## Problem to work on
Collect every line in the material below that contains the word "people".

## Data to process
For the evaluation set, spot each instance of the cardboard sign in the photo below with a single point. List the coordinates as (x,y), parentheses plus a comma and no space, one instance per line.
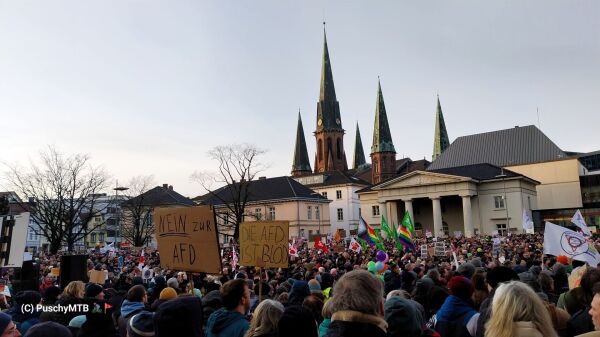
(187,239)
(97,276)
(264,244)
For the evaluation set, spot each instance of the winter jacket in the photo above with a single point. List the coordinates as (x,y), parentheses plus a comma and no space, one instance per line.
(526,329)
(225,323)
(356,324)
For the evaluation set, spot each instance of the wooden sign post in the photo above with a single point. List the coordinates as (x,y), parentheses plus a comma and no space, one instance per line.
(187,239)
(264,244)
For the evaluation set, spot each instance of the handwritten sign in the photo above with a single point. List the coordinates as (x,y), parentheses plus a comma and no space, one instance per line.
(187,239)
(264,244)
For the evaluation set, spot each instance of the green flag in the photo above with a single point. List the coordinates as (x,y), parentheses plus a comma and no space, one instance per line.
(407,222)
(386,229)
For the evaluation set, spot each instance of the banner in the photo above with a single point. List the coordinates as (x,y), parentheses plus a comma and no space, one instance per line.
(187,239)
(264,244)
(563,241)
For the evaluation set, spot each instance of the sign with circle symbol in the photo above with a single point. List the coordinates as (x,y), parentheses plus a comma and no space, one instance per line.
(573,243)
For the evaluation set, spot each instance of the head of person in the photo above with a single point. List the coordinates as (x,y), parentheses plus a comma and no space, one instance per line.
(7,327)
(179,317)
(137,294)
(74,289)
(265,318)
(517,302)
(94,291)
(368,301)
(235,295)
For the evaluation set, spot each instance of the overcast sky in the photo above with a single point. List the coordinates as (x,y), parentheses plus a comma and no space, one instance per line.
(148,87)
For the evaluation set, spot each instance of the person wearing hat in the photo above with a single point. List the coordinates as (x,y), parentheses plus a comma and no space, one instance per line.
(457,317)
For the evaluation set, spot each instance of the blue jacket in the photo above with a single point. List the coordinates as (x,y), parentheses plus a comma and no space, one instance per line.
(225,323)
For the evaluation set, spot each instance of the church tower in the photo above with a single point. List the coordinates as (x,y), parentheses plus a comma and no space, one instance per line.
(301,164)
(329,134)
(383,154)
(440,137)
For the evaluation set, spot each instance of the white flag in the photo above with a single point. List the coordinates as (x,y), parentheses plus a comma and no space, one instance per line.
(563,241)
(527,223)
(355,246)
(579,222)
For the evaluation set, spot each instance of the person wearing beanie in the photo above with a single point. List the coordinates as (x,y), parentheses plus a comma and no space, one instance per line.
(7,326)
(46,329)
(94,291)
(141,325)
(457,317)
(179,317)
(403,318)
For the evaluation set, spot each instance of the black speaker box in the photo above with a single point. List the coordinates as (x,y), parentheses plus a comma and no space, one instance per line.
(73,268)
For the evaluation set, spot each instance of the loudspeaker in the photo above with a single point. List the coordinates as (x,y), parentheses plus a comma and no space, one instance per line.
(73,268)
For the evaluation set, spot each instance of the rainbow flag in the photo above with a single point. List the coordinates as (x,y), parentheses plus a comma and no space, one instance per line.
(405,233)
(366,233)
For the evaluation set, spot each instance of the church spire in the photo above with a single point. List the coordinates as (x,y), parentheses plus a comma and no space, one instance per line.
(440,138)
(301,164)
(382,137)
(383,154)
(359,154)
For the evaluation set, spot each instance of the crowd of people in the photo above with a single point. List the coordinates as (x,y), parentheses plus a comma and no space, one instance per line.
(481,286)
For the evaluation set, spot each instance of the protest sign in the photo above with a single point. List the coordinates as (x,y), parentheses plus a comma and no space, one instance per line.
(187,239)
(264,244)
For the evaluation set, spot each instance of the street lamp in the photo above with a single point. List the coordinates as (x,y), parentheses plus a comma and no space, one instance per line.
(118,209)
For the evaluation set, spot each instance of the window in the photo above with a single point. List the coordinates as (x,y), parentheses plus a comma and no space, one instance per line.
(501,229)
(271,213)
(499,201)
(258,213)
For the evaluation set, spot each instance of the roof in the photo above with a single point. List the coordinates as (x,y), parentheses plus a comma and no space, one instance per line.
(160,196)
(265,189)
(515,146)
(333,178)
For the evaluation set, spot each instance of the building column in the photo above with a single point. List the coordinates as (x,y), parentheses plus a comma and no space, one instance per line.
(467,216)
(438,229)
(408,208)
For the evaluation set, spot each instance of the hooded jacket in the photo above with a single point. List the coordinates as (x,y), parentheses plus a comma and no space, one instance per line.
(225,323)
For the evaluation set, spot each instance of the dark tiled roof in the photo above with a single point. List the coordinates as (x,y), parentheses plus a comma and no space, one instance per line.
(160,196)
(518,145)
(264,189)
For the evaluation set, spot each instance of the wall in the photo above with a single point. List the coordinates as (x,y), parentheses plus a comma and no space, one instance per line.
(559,183)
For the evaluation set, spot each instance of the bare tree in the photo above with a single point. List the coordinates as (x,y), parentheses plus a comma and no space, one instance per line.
(237,167)
(136,213)
(66,194)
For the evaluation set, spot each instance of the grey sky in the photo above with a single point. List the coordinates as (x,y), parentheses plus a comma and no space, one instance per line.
(147,87)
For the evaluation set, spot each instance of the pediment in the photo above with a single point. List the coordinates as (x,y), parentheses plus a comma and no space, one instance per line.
(422,178)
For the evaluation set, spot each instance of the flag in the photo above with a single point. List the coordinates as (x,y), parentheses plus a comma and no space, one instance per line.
(354,246)
(234,259)
(407,222)
(580,222)
(366,233)
(320,245)
(563,241)
(404,233)
(141,260)
(527,223)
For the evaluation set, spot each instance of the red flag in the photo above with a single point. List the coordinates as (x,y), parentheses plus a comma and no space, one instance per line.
(320,245)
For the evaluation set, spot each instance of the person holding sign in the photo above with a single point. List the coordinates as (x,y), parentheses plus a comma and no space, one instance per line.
(230,321)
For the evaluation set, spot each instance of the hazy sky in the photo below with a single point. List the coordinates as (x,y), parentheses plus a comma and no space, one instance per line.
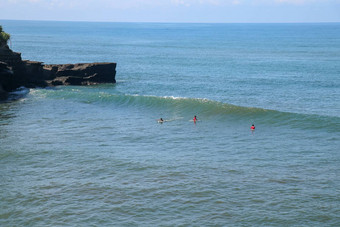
(223,11)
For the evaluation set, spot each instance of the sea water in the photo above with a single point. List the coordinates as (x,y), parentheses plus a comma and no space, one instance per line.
(96,155)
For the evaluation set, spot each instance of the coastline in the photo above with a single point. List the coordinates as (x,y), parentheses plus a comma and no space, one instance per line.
(16,73)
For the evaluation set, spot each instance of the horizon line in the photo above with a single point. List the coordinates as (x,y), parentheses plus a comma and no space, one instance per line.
(182,22)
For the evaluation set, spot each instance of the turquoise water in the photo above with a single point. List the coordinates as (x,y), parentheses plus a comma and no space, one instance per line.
(82,156)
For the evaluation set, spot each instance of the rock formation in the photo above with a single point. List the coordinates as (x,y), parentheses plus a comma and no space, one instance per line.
(15,72)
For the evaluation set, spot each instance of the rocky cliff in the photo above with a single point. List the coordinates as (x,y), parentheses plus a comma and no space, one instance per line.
(15,72)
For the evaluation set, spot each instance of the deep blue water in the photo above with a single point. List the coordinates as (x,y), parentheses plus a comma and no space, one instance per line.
(97,156)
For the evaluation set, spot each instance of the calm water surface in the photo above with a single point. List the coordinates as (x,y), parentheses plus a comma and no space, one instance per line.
(96,156)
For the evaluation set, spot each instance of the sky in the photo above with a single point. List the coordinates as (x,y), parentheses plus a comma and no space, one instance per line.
(187,11)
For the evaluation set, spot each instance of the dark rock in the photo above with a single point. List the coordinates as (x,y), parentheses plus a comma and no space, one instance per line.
(15,73)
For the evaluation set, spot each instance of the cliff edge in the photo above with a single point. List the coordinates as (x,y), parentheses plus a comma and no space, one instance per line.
(15,73)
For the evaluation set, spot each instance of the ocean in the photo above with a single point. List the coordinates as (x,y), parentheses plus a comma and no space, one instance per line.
(96,155)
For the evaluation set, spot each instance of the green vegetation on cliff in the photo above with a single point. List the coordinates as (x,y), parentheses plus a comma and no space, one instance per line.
(4,37)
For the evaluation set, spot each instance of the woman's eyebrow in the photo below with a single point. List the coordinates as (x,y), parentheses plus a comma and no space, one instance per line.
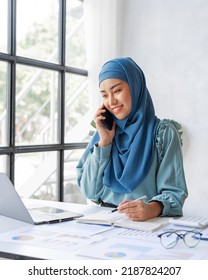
(112,87)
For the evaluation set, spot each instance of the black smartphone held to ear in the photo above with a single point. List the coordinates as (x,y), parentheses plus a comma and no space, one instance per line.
(108,121)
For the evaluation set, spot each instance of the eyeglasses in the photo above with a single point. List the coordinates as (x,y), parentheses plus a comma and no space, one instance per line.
(169,239)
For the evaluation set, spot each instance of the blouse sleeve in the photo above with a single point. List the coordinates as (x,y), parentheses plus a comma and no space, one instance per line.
(170,179)
(90,171)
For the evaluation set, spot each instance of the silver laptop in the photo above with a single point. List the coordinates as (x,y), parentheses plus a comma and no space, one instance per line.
(12,206)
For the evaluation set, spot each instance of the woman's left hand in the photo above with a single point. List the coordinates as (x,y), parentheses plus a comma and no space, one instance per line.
(137,210)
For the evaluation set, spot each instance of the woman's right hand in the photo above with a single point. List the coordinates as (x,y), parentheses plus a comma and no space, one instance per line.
(106,135)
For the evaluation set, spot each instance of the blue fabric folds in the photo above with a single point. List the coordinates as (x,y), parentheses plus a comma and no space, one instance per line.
(133,146)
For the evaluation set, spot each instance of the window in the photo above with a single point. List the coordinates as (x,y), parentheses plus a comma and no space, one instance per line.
(44,98)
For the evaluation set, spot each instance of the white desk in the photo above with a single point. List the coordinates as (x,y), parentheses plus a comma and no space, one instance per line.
(148,248)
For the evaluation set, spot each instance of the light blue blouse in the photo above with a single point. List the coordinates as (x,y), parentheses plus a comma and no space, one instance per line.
(165,181)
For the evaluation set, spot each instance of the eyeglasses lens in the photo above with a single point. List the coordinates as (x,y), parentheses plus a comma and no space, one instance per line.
(169,239)
(191,239)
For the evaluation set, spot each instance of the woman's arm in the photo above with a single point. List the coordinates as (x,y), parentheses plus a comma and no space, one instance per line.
(170,180)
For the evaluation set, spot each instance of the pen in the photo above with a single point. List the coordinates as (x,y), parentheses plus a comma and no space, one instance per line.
(140,198)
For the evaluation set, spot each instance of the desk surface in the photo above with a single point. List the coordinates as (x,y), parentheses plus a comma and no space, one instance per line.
(71,240)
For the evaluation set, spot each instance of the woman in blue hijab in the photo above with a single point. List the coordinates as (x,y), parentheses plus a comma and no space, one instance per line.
(140,155)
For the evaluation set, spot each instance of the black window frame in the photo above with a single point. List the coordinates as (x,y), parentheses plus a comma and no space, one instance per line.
(13,60)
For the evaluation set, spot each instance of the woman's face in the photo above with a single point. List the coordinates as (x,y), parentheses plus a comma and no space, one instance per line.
(116,97)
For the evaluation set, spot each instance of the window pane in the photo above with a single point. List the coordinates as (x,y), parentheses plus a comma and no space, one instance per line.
(4,124)
(71,190)
(36,106)
(77,121)
(36,175)
(37,29)
(75,35)
(3,25)
(4,164)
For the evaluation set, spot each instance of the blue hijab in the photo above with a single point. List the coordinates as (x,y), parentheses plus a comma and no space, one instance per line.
(133,146)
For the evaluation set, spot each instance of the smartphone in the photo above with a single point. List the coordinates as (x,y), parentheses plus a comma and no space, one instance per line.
(108,121)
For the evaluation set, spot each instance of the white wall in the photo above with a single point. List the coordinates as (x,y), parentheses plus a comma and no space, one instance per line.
(169,40)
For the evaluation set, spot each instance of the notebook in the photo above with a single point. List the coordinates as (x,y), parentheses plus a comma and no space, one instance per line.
(117,219)
(12,206)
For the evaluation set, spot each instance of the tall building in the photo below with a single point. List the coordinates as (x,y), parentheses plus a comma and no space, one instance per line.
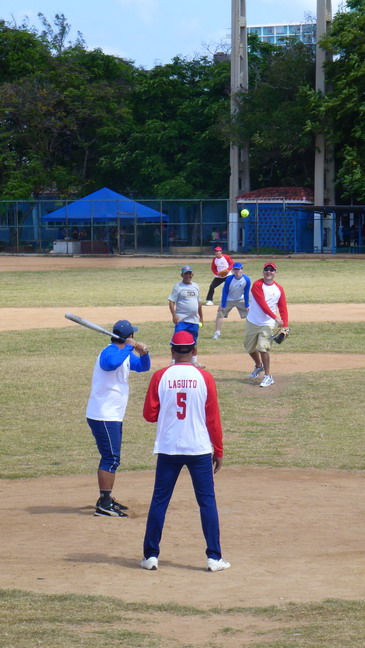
(278,34)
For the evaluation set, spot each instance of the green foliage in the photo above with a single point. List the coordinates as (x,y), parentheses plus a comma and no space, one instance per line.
(340,114)
(271,115)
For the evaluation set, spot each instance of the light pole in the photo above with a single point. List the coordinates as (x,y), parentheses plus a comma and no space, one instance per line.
(239,161)
(324,168)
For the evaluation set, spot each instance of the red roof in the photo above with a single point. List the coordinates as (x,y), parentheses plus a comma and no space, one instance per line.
(294,194)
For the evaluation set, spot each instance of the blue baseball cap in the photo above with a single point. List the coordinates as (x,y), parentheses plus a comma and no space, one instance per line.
(124,329)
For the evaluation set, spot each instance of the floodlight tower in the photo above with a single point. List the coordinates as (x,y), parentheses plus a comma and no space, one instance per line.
(324,168)
(240,173)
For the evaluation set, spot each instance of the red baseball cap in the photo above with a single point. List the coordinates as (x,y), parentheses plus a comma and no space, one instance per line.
(182,338)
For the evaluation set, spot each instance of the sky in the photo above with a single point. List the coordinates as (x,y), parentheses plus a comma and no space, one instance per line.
(152,32)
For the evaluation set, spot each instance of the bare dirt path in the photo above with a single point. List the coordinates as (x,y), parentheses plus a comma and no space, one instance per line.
(290,535)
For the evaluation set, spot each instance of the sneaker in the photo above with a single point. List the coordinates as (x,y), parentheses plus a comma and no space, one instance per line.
(149,563)
(109,511)
(115,503)
(122,507)
(256,372)
(267,381)
(217,565)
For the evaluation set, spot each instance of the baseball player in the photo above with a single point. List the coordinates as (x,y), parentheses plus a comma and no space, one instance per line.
(235,294)
(221,267)
(186,308)
(267,297)
(107,404)
(183,401)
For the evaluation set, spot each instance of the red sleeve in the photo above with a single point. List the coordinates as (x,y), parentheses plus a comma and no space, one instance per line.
(151,408)
(229,260)
(282,306)
(214,267)
(259,296)
(212,414)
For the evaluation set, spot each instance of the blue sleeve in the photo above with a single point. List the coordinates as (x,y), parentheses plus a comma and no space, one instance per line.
(112,356)
(225,291)
(140,363)
(246,291)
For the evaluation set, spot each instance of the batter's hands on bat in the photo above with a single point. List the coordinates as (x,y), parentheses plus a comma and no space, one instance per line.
(217,463)
(140,347)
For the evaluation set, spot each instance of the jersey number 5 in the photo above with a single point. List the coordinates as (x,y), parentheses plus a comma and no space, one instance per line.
(181,403)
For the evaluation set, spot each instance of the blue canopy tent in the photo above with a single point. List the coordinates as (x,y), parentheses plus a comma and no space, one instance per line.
(105,204)
(109,220)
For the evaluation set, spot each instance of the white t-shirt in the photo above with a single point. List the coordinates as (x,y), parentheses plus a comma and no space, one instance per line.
(187,298)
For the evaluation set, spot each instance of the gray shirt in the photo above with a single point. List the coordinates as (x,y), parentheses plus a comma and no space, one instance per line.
(187,298)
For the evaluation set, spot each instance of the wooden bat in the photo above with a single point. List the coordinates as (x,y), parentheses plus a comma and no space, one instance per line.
(91,325)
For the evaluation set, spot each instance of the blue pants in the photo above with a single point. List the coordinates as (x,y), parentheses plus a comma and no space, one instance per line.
(167,471)
(188,326)
(108,437)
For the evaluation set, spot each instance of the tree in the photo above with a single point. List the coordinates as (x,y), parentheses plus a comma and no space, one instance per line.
(178,147)
(340,115)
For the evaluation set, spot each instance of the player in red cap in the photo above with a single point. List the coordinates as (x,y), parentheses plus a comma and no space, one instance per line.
(183,400)
(267,298)
(221,267)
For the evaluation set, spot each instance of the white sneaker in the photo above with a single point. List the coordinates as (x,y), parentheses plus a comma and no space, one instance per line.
(267,381)
(150,563)
(217,565)
(256,371)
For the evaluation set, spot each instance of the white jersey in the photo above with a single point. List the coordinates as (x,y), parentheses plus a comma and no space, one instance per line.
(109,393)
(187,299)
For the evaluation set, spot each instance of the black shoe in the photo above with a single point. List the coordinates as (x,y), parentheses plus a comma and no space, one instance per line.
(109,511)
(120,506)
(114,502)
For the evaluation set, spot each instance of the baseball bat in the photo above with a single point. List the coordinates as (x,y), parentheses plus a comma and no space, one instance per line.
(91,325)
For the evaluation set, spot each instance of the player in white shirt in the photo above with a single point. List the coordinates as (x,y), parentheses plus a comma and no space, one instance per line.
(182,398)
(107,404)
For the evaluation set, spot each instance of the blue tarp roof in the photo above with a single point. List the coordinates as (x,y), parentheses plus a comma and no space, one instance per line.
(102,205)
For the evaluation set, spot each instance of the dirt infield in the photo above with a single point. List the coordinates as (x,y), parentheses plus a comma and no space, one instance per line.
(291,535)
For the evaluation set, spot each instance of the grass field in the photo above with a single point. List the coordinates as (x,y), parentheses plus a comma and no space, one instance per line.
(317,421)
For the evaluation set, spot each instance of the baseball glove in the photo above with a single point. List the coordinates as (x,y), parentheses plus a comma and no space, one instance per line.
(281,335)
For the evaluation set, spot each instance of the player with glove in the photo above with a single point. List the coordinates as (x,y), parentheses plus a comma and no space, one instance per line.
(267,297)
(221,267)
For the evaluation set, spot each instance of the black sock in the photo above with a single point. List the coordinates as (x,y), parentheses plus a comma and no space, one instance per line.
(105,497)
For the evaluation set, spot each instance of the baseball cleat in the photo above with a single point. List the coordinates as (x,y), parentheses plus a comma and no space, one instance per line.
(256,372)
(114,502)
(150,563)
(267,381)
(109,511)
(217,565)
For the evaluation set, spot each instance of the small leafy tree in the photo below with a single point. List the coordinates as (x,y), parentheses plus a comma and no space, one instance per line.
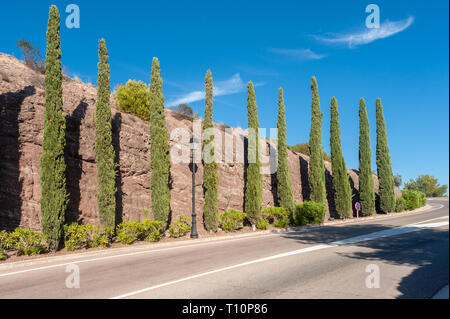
(133,98)
(427,184)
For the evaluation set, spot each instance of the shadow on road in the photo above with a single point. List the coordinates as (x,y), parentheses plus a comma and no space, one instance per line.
(427,250)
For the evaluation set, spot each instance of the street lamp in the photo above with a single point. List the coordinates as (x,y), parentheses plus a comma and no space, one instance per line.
(194,144)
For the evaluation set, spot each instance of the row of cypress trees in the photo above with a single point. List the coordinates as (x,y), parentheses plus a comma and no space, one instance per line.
(340,179)
(54,196)
(341,184)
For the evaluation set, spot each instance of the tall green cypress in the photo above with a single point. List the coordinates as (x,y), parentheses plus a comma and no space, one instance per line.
(104,150)
(210,177)
(54,196)
(366,189)
(284,186)
(384,168)
(253,189)
(316,165)
(159,148)
(341,184)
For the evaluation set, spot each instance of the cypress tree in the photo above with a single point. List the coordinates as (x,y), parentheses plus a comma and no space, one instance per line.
(366,190)
(159,148)
(54,197)
(316,166)
(385,176)
(104,149)
(253,189)
(341,184)
(210,177)
(284,186)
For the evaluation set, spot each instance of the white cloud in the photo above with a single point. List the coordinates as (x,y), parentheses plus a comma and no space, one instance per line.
(231,86)
(385,30)
(301,54)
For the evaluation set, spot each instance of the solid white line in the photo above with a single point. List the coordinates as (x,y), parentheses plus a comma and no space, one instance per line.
(148,251)
(367,237)
(124,255)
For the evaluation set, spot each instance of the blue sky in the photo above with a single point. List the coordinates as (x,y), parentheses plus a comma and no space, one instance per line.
(274,43)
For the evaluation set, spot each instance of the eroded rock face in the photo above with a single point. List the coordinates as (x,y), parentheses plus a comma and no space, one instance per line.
(21,133)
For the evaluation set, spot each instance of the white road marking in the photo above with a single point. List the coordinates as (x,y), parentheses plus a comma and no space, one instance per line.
(151,251)
(125,255)
(367,237)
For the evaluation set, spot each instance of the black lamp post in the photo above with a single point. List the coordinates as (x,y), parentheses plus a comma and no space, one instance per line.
(194,234)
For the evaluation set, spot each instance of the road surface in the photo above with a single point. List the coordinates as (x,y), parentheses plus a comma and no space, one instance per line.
(404,256)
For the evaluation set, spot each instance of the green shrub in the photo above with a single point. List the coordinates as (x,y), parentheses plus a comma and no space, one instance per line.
(129,232)
(309,213)
(232,220)
(2,254)
(86,236)
(262,224)
(282,223)
(414,199)
(151,230)
(400,204)
(278,216)
(27,242)
(133,98)
(181,227)
(7,241)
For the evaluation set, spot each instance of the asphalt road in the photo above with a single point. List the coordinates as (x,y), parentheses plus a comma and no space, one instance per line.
(404,256)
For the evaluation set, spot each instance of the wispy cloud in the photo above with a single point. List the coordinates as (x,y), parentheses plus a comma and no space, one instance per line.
(385,30)
(300,54)
(231,86)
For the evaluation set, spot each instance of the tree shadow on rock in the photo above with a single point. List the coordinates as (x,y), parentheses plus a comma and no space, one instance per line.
(74,161)
(116,128)
(330,194)
(304,178)
(10,182)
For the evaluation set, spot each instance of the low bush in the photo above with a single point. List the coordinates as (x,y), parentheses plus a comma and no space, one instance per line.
(278,216)
(232,220)
(25,241)
(2,254)
(151,230)
(181,227)
(6,242)
(262,224)
(129,232)
(413,199)
(86,236)
(400,204)
(309,213)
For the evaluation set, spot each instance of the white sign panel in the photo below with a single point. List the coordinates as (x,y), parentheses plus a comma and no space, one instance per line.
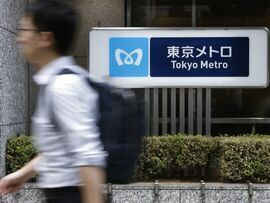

## Response to this task
For the evaluation set, spot each instance of the crowd of people in the photo above with a single point. List the coordinates as (x,y), parentheses plus a comma and no space, one instance per line.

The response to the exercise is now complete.